> **Problem description**: Copy out the records below unchanged, from their first line up to and including the line that contains "column 106, row 273".

> **Entries shown**:
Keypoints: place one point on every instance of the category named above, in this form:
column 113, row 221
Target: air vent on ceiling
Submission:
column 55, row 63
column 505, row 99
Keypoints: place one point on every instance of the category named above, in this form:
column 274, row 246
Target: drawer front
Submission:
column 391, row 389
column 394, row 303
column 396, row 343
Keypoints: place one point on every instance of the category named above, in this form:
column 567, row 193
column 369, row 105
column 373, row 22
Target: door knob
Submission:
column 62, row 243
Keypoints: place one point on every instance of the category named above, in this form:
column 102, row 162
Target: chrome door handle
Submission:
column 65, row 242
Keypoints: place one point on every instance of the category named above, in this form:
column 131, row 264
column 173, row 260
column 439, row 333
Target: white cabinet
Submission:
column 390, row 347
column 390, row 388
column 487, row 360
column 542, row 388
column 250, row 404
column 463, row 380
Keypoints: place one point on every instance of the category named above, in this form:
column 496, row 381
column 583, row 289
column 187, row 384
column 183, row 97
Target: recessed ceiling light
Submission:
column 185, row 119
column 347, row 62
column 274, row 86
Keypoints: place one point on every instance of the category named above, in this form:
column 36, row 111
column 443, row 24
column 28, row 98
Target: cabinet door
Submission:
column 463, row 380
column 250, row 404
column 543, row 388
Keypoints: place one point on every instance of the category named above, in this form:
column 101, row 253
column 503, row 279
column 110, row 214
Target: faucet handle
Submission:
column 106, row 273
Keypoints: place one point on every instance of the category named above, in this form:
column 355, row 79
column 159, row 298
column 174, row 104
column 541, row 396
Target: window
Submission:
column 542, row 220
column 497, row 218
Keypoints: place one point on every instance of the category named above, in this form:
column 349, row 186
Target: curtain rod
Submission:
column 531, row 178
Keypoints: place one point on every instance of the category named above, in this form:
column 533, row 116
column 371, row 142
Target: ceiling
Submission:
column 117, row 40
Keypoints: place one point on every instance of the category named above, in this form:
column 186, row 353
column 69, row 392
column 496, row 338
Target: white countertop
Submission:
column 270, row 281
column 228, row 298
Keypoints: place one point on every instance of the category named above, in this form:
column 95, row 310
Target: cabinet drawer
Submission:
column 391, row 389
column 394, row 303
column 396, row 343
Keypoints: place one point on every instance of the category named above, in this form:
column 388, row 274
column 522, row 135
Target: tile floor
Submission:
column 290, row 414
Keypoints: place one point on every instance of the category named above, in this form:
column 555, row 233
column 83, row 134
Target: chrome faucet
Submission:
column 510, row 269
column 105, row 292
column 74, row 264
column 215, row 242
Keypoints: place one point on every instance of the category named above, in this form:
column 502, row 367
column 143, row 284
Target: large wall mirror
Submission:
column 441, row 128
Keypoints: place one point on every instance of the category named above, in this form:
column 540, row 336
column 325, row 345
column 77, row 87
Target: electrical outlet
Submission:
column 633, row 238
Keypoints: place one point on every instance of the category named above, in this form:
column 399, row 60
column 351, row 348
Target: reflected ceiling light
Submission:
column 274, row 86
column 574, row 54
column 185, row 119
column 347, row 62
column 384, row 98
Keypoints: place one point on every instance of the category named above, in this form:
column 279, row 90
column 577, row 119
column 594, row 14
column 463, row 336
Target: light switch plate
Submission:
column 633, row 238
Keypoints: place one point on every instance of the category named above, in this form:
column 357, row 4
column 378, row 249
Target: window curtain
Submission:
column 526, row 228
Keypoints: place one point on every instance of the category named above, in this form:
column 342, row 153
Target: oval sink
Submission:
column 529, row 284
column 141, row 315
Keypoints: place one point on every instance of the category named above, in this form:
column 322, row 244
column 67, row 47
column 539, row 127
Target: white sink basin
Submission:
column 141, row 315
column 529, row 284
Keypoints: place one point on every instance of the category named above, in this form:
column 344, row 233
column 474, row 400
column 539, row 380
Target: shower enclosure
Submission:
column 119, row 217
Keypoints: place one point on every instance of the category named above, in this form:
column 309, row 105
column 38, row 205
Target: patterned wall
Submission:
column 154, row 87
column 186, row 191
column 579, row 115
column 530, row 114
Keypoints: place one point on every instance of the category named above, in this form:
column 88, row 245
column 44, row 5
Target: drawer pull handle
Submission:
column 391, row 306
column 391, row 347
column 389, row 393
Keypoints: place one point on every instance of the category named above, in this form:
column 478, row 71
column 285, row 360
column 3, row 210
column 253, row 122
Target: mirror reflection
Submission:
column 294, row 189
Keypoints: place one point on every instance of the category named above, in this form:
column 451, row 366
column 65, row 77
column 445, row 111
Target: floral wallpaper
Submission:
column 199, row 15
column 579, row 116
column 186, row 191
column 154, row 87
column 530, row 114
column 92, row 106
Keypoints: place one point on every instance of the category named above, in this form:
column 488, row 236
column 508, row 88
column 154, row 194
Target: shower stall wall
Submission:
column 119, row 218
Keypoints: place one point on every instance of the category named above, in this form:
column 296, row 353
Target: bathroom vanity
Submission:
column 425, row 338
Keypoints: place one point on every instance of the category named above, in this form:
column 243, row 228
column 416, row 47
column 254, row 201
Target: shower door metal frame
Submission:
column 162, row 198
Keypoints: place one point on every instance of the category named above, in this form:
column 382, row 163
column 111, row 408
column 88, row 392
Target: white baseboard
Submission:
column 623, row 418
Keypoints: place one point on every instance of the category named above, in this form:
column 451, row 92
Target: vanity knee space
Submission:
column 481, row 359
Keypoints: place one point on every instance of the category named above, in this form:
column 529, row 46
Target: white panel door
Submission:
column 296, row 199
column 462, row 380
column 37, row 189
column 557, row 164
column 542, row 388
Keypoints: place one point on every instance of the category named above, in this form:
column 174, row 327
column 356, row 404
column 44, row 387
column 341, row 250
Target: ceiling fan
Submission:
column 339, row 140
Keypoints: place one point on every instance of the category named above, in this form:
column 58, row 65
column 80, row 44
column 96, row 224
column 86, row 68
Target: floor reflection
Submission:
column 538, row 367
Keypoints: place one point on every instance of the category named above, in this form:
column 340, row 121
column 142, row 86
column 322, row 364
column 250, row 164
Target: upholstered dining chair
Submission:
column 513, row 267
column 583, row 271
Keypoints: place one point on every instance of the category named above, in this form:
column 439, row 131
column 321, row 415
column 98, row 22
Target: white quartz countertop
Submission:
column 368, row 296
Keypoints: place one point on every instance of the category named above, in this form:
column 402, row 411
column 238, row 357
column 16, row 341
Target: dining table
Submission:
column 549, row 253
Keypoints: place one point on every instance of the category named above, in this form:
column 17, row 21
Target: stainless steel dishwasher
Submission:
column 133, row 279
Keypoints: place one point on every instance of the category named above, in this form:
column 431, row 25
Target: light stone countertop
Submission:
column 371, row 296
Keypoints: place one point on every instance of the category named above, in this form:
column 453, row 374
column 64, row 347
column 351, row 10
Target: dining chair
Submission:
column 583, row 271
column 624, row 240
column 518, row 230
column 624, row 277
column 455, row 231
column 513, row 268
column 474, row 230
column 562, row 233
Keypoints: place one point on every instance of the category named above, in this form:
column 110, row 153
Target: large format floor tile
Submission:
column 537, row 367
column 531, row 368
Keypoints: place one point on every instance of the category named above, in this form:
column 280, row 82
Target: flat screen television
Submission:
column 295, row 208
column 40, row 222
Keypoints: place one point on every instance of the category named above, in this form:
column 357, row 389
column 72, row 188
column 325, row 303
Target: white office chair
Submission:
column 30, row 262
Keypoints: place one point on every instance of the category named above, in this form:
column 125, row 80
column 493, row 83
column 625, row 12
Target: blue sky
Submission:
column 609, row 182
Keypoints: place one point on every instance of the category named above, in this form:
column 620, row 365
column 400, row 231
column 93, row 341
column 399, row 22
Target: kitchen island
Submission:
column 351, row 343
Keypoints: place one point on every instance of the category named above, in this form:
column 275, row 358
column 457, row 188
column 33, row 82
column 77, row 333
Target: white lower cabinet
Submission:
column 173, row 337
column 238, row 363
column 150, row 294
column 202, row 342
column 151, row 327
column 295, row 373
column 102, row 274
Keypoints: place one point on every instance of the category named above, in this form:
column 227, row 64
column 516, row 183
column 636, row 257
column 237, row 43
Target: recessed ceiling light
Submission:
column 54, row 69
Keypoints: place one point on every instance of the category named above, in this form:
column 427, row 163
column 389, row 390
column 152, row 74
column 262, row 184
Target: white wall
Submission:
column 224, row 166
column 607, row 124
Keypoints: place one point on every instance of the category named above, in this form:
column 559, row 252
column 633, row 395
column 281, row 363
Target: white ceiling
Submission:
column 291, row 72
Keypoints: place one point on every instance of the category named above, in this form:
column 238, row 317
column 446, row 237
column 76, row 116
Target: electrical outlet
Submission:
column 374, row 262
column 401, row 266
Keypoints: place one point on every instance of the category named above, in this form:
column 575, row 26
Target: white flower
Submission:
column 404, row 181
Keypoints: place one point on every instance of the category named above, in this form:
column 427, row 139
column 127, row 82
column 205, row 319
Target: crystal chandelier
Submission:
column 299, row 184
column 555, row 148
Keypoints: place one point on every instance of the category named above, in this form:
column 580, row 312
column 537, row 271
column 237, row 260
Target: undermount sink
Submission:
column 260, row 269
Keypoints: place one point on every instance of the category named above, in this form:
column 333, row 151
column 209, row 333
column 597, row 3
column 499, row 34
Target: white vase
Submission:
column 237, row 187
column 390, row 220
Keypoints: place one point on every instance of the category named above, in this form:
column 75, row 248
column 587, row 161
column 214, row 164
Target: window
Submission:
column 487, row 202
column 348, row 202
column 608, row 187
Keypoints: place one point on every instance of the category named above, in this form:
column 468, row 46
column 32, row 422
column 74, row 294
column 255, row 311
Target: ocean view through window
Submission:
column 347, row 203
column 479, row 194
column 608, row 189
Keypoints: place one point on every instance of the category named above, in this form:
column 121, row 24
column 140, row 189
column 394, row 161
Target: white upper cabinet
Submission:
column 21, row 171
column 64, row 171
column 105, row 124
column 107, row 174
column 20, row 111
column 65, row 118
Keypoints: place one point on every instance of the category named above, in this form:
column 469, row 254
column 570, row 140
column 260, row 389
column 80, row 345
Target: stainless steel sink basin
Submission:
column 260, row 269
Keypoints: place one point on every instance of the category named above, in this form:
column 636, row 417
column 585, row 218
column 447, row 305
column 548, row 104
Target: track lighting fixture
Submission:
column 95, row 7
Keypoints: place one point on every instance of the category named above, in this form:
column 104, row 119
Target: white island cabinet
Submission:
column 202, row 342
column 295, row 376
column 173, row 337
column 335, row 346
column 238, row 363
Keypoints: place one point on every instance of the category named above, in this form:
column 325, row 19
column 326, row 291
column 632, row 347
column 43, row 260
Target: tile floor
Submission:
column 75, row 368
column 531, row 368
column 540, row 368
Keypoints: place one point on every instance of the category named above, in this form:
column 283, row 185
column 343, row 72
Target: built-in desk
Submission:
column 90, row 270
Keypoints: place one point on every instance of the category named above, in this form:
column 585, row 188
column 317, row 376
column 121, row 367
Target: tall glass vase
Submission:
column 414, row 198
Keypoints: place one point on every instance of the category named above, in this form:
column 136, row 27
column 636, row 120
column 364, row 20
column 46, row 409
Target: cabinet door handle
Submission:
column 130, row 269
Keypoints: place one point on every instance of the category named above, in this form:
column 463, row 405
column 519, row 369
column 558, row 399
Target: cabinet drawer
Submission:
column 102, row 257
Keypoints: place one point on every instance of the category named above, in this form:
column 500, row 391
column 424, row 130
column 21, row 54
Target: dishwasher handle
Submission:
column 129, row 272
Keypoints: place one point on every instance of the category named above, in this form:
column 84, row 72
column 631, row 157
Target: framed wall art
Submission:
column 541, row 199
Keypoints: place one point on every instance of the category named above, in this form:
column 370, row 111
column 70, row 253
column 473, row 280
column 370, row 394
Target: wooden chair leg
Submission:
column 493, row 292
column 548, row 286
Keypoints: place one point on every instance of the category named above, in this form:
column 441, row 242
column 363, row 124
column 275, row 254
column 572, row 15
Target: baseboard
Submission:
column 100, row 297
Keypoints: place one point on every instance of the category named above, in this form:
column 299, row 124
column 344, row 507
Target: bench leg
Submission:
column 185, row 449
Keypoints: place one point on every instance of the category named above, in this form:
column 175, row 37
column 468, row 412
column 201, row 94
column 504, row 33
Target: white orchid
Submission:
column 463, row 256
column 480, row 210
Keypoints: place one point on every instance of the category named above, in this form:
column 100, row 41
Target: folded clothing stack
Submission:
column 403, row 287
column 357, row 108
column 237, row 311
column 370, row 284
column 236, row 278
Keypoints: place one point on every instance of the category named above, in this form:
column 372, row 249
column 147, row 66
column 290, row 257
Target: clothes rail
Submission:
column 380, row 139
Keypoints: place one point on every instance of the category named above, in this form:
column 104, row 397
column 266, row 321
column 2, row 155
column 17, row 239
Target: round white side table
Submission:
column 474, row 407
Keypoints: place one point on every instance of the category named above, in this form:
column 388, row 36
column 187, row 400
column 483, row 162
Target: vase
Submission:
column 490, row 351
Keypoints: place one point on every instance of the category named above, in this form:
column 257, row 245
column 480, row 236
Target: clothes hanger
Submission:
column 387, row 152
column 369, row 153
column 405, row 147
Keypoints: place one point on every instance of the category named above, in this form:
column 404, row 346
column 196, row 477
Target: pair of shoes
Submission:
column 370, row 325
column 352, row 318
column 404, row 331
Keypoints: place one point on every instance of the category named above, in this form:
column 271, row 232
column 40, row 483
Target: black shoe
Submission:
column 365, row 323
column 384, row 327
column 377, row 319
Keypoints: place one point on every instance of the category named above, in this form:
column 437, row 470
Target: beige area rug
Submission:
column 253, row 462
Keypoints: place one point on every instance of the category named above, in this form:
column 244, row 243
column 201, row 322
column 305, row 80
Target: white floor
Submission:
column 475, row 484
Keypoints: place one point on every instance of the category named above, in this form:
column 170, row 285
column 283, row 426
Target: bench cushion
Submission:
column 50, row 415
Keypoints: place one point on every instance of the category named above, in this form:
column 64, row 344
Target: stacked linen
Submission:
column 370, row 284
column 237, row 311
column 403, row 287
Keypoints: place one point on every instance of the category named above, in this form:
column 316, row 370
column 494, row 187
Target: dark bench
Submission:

> **Reply to the task**:
Keypoints: place one point on every instance of the category named above, in this form:
column 113, row 221
Target: air vent on ceiling
Submission:
column 55, row 63
column 505, row 99
Keypoints: place one point on every instance of the category named above, in this form:
column 274, row 246
Target: drawer front
Submission:
column 391, row 389
column 394, row 303
column 396, row 343
Keypoints: place one point on every instance of the category named above, in this form:
column 567, row 193
column 369, row 105
column 373, row 22
Target: door knob
Submission:
column 62, row 243
Keypoints: place one point on every instance of the category named above, in this form:
column 102, row 162
Target: chrome door handle
Submission:
column 65, row 242
Keypoints: place one point on every instance of the category named above, in this form:
column 131, row 264
column 173, row 260
column 439, row 333
Target: white cabinet
Submission:
column 390, row 347
column 390, row 388
column 487, row 360
column 542, row 388
column 250, row 404
column 463, row 380
Keypoints: place one point on every instance of the category named above, in this form:
column 496, row 381
column 583, row 289
column 187, row 384
column 183, row 97
Target: recessed ceiling light
Submission:
column 185, row 119
column 347, row 62
column 274, row 86
Keypoints: place one point on every instance of the category named above, in this form:
column 36, row 111
column 443, row 24
column 28, row 98
Target: cabinet door
Submission:
column 463, row 380
column 250, row 404
column 543, row 388
Keypoints: place one point on every instance of the category named above, in this form:
column 101, row 253
column 503, row 279
column 110, row 214
Target: faucet handle
Submission:
column 106, row 273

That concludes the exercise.